┌─ TEXT SEGMENT

Getting kids to take their medicine can sometimes be a monumental task. Even Meghann Wellard, a nurse practitioner with Arundel Pediatrics in Arnold, has had a tough time with it.
“I am struggling giving my 8-year-old liquid medicine right now for strep, and I have had to pull out all of my tricks,” she says.
There are plenty of tricks for parents dealing with sick kids who refuse to take their medicine. Here is some advice from Wellard, Dr. Margaret Turner of Annapolis Pediatrics and Dr. Ettaly Jobes from Chesapeake Pediatrics in Annapolis.
Give choices. Kids like to be in control. If you give them choices such as how they want to take the medication, it may go better, Wellard says. They can choose to take it as a pill or liquid or choose plain or flavored, she says.
Flavor or chase the medicine. Pharmacists can often flavor bad-tasting medicine, the doctors say. Turner also recommends chasing a medication with chocolate syrup, chocolate chips or anything the child likes. Jobes and Wellard suggest mixing the medicine with chocolate syrup, applesauce, yogurt or even ice cream — just make sure the child eats it all.
Offer rewards. Positive motivation or bribery is a good way to get kids to take medication, all three practitioners agree.
Start a sticker chart. Make a chart that marks off how many doses a child has taken and how many are left.
Have a positive attitude. Children sense frustration, Jobe says. If a parent is stressed, the child becomes tense as well, Wellard adds.
Avoid the taste buds. Syringe the medication into the cheek pouch, avoiding the tongue, Jobes suggests. Hold the child’s nose to mask bad flavor.
Encourage pill swallowing. Have children practice swallowing a small piece of candy so they can learn to take pills. Kids as young as 4 can learn to swallow pills, Jobes says.
Don’t call medicine candy. Doing so can confuse children. They may eat a bottle of vitamins or chewable Tylenol because they don’t know the difference between medicine and candy, Turner says.
Don’t threaten kids with a shot. This is not always an option and may lead children to think shots are punishment, Turner says.

└─
┌─ RAW DATA

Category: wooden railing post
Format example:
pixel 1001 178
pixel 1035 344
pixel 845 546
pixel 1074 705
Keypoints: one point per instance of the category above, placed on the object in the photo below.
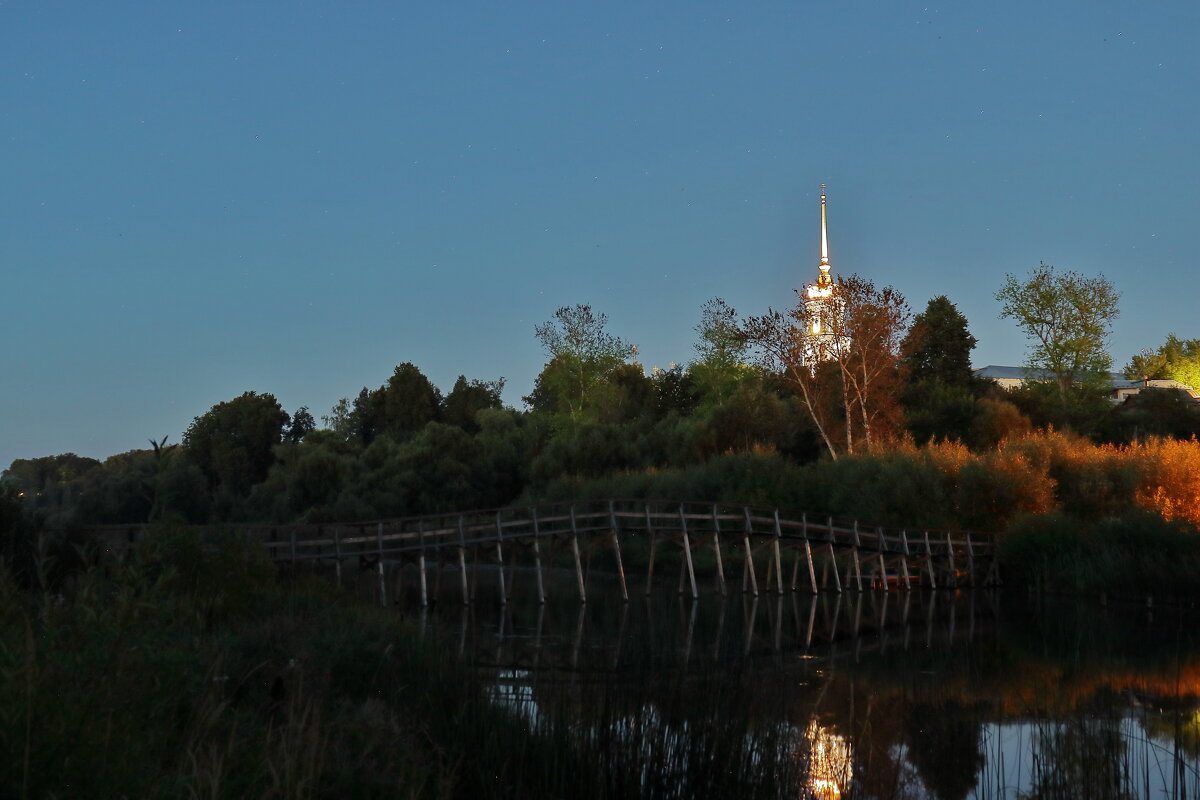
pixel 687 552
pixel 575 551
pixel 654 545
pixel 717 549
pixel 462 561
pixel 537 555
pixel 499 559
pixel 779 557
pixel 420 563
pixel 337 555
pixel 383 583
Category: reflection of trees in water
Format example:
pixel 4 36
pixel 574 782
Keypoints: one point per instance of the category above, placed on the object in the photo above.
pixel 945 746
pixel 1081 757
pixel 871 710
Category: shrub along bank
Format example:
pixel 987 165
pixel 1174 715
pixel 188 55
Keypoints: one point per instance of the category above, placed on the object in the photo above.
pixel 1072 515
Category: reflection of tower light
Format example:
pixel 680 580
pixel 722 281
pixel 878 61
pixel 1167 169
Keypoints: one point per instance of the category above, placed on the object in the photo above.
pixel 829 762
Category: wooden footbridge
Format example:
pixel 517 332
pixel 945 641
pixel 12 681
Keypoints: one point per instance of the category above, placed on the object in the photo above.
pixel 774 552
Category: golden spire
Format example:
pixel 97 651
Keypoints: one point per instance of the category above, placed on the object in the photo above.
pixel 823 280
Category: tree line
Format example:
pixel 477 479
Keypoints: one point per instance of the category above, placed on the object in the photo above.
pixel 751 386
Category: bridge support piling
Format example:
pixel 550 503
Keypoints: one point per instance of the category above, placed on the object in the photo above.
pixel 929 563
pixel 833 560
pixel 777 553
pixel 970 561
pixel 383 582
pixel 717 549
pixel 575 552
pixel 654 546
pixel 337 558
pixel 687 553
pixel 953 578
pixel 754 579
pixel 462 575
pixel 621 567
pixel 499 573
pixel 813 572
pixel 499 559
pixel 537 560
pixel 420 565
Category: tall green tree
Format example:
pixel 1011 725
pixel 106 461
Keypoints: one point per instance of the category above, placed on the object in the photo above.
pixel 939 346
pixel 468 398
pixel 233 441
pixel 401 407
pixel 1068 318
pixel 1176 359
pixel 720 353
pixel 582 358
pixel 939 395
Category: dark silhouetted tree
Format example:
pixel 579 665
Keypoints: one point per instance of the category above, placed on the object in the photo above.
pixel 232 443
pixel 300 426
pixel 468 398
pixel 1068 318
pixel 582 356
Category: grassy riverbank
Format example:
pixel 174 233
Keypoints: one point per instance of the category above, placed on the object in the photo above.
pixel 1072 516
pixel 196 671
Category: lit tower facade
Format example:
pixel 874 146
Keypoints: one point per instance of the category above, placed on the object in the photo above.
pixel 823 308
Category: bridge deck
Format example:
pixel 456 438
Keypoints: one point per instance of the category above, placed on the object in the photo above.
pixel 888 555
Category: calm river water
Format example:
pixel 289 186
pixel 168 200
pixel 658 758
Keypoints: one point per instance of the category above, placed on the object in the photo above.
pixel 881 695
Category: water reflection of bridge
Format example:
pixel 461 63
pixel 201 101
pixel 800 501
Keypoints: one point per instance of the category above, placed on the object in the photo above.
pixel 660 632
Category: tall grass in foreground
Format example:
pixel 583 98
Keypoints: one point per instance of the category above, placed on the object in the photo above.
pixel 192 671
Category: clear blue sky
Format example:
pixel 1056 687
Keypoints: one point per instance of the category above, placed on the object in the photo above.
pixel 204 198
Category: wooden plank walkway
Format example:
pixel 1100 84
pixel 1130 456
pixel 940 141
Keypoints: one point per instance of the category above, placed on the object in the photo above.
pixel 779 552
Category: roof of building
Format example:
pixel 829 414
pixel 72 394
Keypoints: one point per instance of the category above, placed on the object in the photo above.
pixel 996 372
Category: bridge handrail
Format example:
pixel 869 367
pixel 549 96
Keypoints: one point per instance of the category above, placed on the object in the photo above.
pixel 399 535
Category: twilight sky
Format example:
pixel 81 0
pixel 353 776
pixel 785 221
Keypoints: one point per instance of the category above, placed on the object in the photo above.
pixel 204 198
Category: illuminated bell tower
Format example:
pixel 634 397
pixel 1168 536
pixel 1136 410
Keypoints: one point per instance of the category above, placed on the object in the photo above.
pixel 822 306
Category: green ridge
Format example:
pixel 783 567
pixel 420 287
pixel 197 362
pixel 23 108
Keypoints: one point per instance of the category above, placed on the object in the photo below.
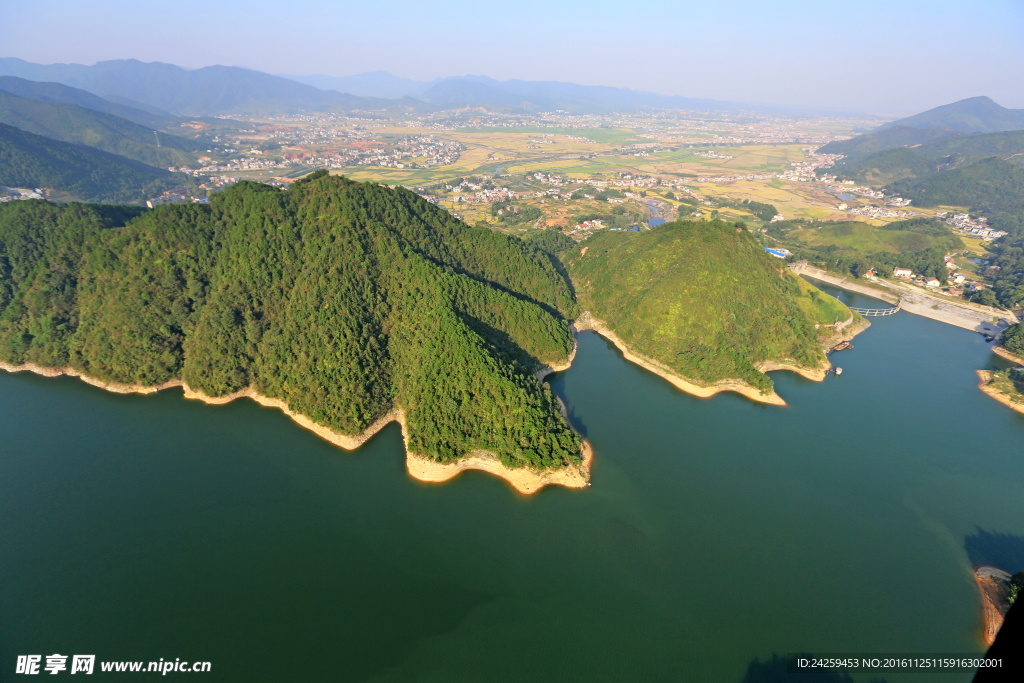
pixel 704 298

└─

> [REQUIRED WORK]:
a: According to the article on getting children to take medicine, why should parents not call medicine candy? Answer in one to three sentences.
b: Transcribe the passage of the article on getting children to take medicine starting with "Give choices. Kids" and going on through "many are left.".
These rows bear no relation to the article.

> [ANSWERS TO EACH TASK]:
a: Calling medicine candy can confuse children. Turner notes that they may then eat a bottle of vitamins or chewable Tylenol because they do not know the difference between medicine and candy.

b:
Give choices. Kids like to be in control. If you give them choices such as how they want to take the medication, it may go better, Wellard says. They can choose to take it as a pill or liquid or choose plain or flavored, she says.
Flavor or chase the medicine. Pharmacists can often flavor bad-tasting medicine, the doctors say. Turner also recommends chasing a medication with chocolate syrup, chocolate chips or anything the child likes. Jobes and Wellard suggest mixing the medicine with chocolate syrup, applesauce, yogurt or even ice cream — just make sure the child eats it all.
Offer rewards. Positive motivation or bribery is a good way to get kids to take medication, all three practitioners agree.
Start a sticker chart. Make a chart that marks off how many doses a child has taken and how many are left.